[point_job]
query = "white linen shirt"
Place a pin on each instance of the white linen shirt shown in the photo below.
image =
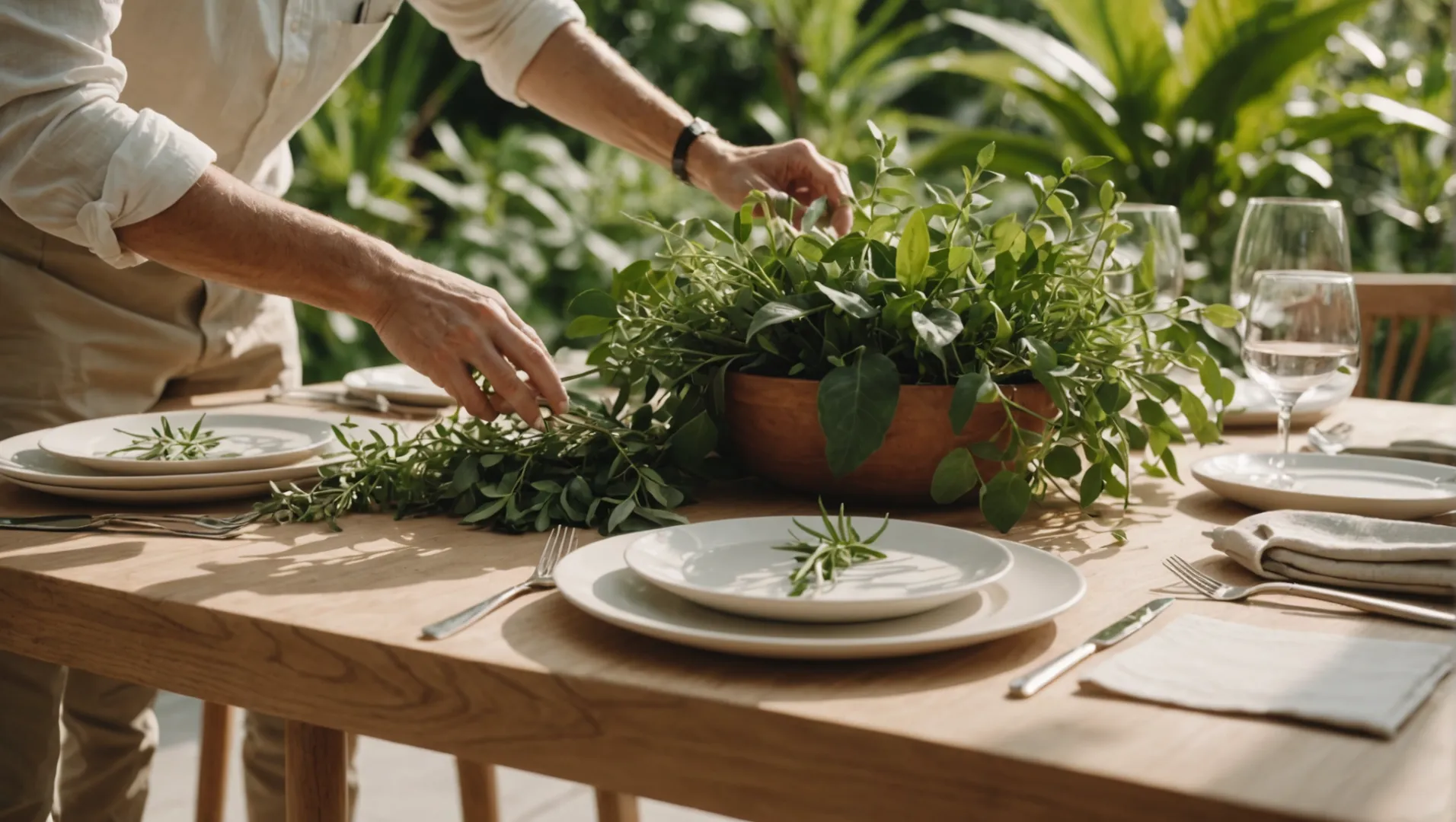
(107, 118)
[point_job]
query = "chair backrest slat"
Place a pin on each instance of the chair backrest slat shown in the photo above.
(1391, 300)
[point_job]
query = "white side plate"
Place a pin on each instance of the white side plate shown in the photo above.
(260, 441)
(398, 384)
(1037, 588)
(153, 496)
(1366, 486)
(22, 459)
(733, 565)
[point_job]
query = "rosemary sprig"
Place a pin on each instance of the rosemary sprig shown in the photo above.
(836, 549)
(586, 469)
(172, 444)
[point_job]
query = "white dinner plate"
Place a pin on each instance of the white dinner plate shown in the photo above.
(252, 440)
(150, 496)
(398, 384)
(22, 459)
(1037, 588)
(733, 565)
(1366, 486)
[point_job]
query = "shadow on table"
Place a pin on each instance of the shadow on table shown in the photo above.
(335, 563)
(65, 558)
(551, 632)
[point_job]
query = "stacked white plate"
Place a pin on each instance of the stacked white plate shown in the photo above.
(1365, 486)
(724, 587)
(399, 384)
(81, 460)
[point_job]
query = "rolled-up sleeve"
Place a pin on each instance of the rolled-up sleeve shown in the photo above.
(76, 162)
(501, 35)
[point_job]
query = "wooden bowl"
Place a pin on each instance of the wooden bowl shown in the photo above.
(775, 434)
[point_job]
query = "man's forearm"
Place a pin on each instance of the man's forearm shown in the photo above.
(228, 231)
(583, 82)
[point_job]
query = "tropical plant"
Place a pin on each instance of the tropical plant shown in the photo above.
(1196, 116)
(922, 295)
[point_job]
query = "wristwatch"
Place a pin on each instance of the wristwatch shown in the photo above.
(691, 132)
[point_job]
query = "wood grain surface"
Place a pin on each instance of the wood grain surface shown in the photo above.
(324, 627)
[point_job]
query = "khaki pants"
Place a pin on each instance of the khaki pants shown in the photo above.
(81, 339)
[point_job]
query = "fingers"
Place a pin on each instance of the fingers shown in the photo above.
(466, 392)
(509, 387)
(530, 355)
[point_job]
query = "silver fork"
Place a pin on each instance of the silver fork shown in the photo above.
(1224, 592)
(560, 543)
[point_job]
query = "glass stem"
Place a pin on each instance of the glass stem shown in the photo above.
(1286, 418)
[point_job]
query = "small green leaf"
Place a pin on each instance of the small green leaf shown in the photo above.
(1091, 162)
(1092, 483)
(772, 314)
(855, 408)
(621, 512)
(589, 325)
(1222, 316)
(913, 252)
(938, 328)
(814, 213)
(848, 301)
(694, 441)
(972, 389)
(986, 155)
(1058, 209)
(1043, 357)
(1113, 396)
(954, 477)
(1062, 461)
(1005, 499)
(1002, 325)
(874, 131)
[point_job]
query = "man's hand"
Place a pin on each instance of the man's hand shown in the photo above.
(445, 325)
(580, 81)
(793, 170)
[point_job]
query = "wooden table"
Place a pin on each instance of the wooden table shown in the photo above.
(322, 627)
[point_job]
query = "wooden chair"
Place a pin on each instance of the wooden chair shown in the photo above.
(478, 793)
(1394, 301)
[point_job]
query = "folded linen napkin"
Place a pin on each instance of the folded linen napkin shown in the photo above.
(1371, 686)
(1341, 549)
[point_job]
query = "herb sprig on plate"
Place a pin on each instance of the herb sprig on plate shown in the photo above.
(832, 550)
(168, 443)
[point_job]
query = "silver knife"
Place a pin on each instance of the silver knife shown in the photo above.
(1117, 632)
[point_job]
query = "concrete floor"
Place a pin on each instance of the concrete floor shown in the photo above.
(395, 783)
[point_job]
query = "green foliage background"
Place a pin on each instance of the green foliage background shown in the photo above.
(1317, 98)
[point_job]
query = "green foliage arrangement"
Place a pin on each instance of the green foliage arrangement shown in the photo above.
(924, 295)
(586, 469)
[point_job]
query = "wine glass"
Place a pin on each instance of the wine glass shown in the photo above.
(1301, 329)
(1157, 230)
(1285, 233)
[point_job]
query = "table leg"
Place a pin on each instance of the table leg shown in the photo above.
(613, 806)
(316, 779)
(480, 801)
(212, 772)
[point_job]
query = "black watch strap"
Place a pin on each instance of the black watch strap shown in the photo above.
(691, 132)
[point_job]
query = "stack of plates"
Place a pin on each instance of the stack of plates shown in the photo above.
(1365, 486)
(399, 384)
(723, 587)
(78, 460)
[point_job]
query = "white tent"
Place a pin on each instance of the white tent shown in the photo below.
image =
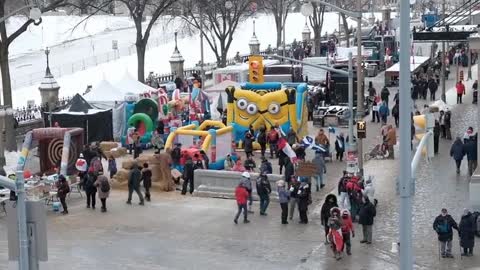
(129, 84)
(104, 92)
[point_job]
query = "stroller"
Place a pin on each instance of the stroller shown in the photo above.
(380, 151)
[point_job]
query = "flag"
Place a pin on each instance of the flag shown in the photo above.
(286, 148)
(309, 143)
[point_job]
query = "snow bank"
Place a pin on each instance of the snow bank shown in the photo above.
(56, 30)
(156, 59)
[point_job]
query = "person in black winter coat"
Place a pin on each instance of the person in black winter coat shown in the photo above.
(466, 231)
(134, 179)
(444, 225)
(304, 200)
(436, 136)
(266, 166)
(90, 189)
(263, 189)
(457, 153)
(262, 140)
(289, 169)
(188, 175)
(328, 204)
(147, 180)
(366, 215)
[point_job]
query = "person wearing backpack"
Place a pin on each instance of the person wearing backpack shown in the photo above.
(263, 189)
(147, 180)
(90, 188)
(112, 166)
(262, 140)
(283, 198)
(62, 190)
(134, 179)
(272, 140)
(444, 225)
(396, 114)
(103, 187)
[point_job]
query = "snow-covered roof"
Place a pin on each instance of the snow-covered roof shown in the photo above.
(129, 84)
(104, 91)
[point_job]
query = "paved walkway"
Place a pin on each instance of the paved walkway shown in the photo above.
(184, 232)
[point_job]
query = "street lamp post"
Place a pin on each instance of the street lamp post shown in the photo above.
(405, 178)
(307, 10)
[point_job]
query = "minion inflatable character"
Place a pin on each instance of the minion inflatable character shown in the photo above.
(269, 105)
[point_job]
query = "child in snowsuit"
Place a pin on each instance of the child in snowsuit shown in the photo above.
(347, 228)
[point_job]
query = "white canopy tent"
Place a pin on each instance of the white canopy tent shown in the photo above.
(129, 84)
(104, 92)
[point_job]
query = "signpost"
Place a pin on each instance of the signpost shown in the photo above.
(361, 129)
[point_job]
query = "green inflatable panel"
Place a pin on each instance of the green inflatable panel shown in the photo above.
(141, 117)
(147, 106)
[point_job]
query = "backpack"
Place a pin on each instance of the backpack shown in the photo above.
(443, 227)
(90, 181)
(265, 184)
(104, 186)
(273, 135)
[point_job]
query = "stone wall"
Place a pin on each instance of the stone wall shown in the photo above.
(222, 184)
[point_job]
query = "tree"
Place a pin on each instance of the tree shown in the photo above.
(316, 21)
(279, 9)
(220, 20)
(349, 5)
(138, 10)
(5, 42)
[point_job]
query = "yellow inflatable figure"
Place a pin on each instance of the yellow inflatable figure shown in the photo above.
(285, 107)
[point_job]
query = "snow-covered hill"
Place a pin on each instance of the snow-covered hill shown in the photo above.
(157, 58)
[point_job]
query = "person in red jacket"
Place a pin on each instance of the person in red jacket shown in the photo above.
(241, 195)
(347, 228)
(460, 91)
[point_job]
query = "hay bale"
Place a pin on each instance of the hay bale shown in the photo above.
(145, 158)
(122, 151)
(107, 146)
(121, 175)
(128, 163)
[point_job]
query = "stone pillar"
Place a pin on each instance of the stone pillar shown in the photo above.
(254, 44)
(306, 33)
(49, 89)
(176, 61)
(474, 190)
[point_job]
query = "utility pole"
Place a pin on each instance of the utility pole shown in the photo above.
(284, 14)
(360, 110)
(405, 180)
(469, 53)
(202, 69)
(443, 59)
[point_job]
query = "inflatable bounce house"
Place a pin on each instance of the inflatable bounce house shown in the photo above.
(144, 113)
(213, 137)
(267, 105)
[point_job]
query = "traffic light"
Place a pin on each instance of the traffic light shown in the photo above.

____________

-- Exercise prompt --
Pull out each line of the material above that contains the word "bowl", and copy those lines in full.

-- Task response --
query = "wooden bowl"
Place a pin on each instance of the wooden bowl shown in the photo above.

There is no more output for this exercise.